* **TEXT PROVIDED**:
------------------------

# Weekend brag



## BUBBAGSD (Jul 16, 2010)

What a good weekend , went to the Kent County Kennel Club this past weekend and i recieved three legs for my rally novice title. Getting my title with four legs. On Friday tracy took mister in the rally ring and recieved Misters second and third leg for his rally novice title, then went in the confirmation ring saturday and sunday and was awarded BOS on saturday and BOB on sunday



Safices fighting Irish RN 'Irish'








Ch Hellwiggs Wishmaster ovc h/e Thyroid function- Normal, Pancreatic function - Normal HIC RN CGN ' Mister'


----------



## Whiteshepherds (Aug 21, 2010)

Congrats on all counts, you guys had a busy weekend!


----------



## MaggieRoseLee (Aug 17, 2001)

Thanks for the brags and the photos!

------------------------

* **WRITTEN INSTRUCTION A**: Write out the part of the forum thread that begins with the words containing "## Whiteshepherds (Aug" and ends with "and the photos!", word for word.
* **WRITTEN INSTRUCTION B**: Repeat the records verbatim, from their first line through the line containing "MULTIPOLYGON (((0 138, 30", including that line.

* **Labeled area outline records**:
------------------------

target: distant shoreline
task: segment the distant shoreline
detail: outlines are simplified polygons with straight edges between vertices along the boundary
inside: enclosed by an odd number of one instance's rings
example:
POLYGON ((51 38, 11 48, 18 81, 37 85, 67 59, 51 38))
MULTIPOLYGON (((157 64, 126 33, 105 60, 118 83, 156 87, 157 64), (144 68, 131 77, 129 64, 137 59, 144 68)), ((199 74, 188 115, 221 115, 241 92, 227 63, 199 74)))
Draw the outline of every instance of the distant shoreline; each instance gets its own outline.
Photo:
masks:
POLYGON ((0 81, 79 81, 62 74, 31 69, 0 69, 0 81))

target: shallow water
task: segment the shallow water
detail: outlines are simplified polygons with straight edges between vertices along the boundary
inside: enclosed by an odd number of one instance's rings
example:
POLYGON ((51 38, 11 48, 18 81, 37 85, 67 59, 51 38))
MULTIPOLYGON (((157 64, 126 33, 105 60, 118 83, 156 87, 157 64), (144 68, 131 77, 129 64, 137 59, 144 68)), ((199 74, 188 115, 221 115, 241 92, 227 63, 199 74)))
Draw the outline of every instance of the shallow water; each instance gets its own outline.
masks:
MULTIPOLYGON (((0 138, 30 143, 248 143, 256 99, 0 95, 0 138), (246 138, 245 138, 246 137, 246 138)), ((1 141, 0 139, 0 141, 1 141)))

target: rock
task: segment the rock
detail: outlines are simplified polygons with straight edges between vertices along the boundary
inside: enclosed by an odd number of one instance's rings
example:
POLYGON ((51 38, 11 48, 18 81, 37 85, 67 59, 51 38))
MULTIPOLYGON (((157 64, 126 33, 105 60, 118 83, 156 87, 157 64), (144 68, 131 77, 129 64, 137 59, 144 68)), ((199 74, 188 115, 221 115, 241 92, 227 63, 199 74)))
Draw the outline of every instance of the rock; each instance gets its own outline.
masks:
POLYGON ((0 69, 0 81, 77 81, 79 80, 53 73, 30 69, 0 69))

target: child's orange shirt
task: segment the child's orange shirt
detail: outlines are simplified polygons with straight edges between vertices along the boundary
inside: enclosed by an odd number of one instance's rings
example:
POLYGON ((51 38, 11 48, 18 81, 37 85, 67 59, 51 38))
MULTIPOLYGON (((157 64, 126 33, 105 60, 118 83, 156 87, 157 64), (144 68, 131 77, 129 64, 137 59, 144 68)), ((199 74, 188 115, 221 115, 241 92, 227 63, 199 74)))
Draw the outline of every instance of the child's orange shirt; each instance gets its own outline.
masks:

------------------------

* **COMPLETE RESPONSE A**:
## Whiteshepherds (Aug 21, 2010)

Congrats on all counts, you guys had a busy weekend!


----------



## MaggieRoseLee (Aug 17, 2001)

Thanks for the brags and the photos!

* **COMPLETE RESPONSE B**:
target: distant shoreline
task: segment the distant shoreline
detail: outlines are simplified polygons with straight edges between vertices along the boundary
inside: enclosed by an odd number of one instance's rings
example:
POLYGON ((51 38, 11 48, 18 81, 37 85, 67 59, 51 38))
MULTIPOLYGON (((157 64, 126 33, 105 60, 118 83, 156 87, 157 64), (144 68, 131 77, 129 64, 137 59, 144 68)), ((199 74, 188 115, 221 115, 241 92, 227 63, 199 74)))
Draw the outline of every instance of the distant shoreline; each instance gets its own outline.
Photo:
masks:
POLYGON ((0 81, 79 81, 62 74, 31 69, 0 69, 0 81))

target: shallow water
task: segment the shallow water
detail: outlines are simplified polygons with straight edges between vertices along the boundary
inside: enclosed by an odd number of one instance's rings
example:
POLYGON ((51 38, 11 48, 18 81, 37 85, 67 59, 51 38))
MULTIPOLYGON (((157 64, 126 33, 105 60, 118 83, 156 87, 157 64), (144 68, 131 77, 129 64, 137 59, 144 68)), ((199 74, 188 115, 221 115, 241 92, 227 63, 199 74)))
Draw the outline of every instance of the shallow water; each instance gets its own outline.
masks:
MULTIPOLYGON (((0 138, 30 143, 248 143, 256 99, 0 95, 0 138), (246 138, 245 138, 246 137, 246 138)), ((1 141, 0 139, 0 141, 1 141)))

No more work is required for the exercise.